» **TEXT EXCERPT**
----
Strous identified the first anammox bacterium 1999, during his PhD studies at Delft University of technology. After obtaining his PhD under supervision of Gijs kuenen, he became a lecturer in Delft and completed a postdoc at the University of New South Wales in the group of Staffan Kjelleberg. After his return he became assistent professor at Radboud University Nijmegen, the Netherlands.

In Nijmegen he started a search for bacteria capable of anaerobic methane oxidation coupled to denitrification. Just like anammox bacteria, denitrifying methanotrophs were considered missing from nature. They were described by Strous and collaborators in 2006.

In 2007, he became part of the Young Academy of Sciences of the netherlands. After becoming a full professor n Nijmegen in 2008, Strous moved to the Max Planck Institute for Marine Microbiology and took up a chair in Bielefeld, Germany. He is currently investigating environmental selection of microbes with a combination of continuous culture, high resolution calorimetry and metagenomics. In Bremen the research still focuses on the nitrogen cycle. In Bielefeld his group aims to deliver a proof of concept for solar methane production at a competitive price.
----
» **PROBLEM REQUIREMENTS**
Return the entire Strous biography word for word. The listing after the Strous biography is separate material.

» **DATA BLOCK**
----
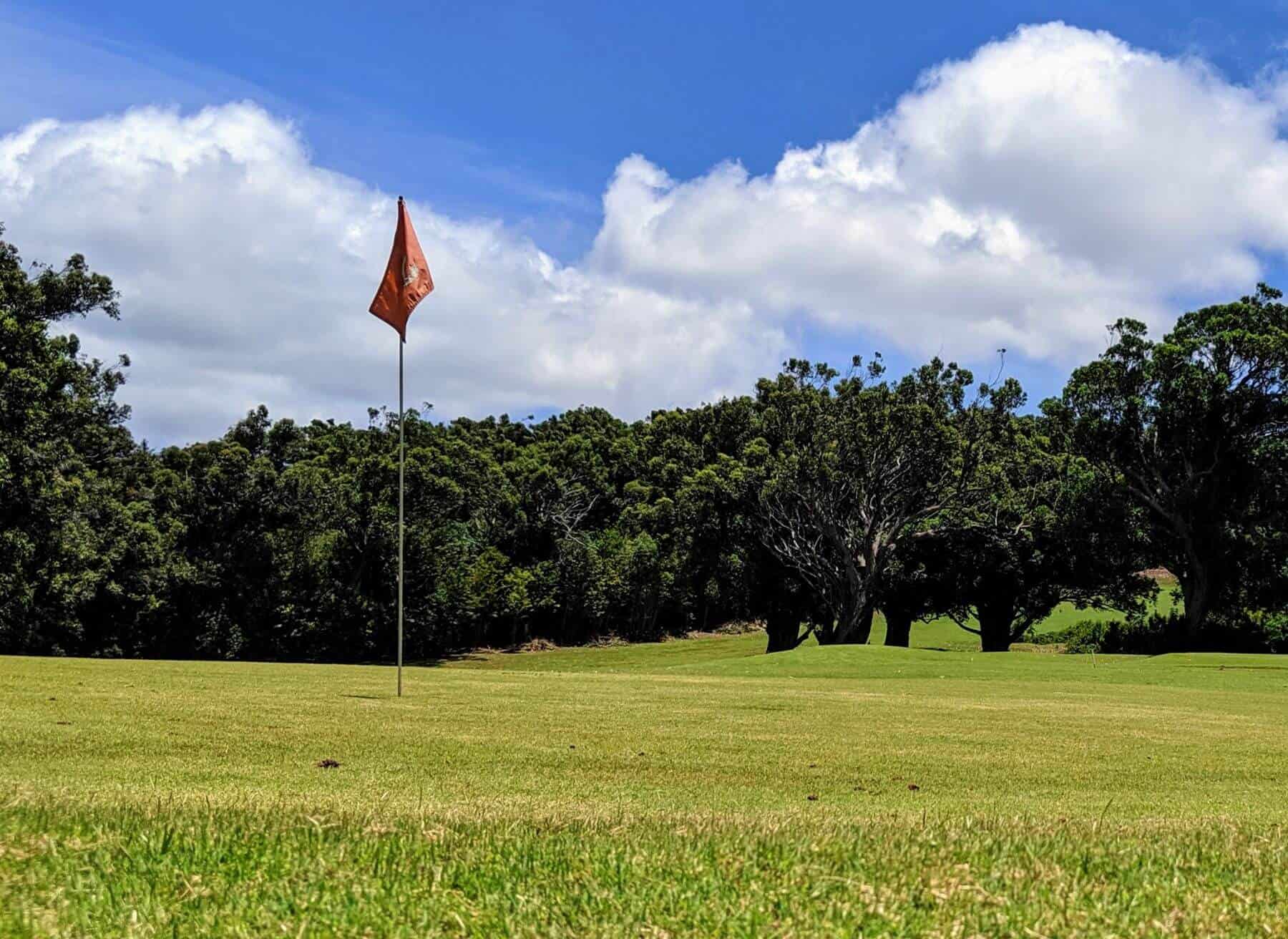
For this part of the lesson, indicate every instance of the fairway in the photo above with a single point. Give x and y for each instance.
(691, 787)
----
» **ANSWER SECTION**
Strous identified the first anammox bacterium 1999, during his PhD studies at Delft University of technology. After obtaining his PhD under supervision of Gijs kuenen, he became a lecturer in Delft and completed a postdoc at the University of New South Wales in the group of Staffan Kjelleberg. After his return he became assistent professor at Radboud University Nijmegen, the Netherlands.

In Nijmegen he started a search for bacteria capable of anaerobic methane oxidation coupled to denitrification. Just like anammox bacteria, denitrifying methanotrophs were considered missing from nature. They were described by Strous and collaborators in 2006.

In 2007, he became part of the Young Academy of Sciences of the netherlands. After becoming a full professor n Nijmegen in 2008, Strous moved to the Max Planck Institute for Marine Microbiology and took up a chair in Bielefeld, Germany. He is currently investigating environmental selection of microbes with a combination of continuous culture, high resolution calorimetry and metagenomics. In Bremen the research still focuses on the nitrogen cycle. In Bielefeld his group aims to deliver a proof of concept for solar methane production at a competitive price.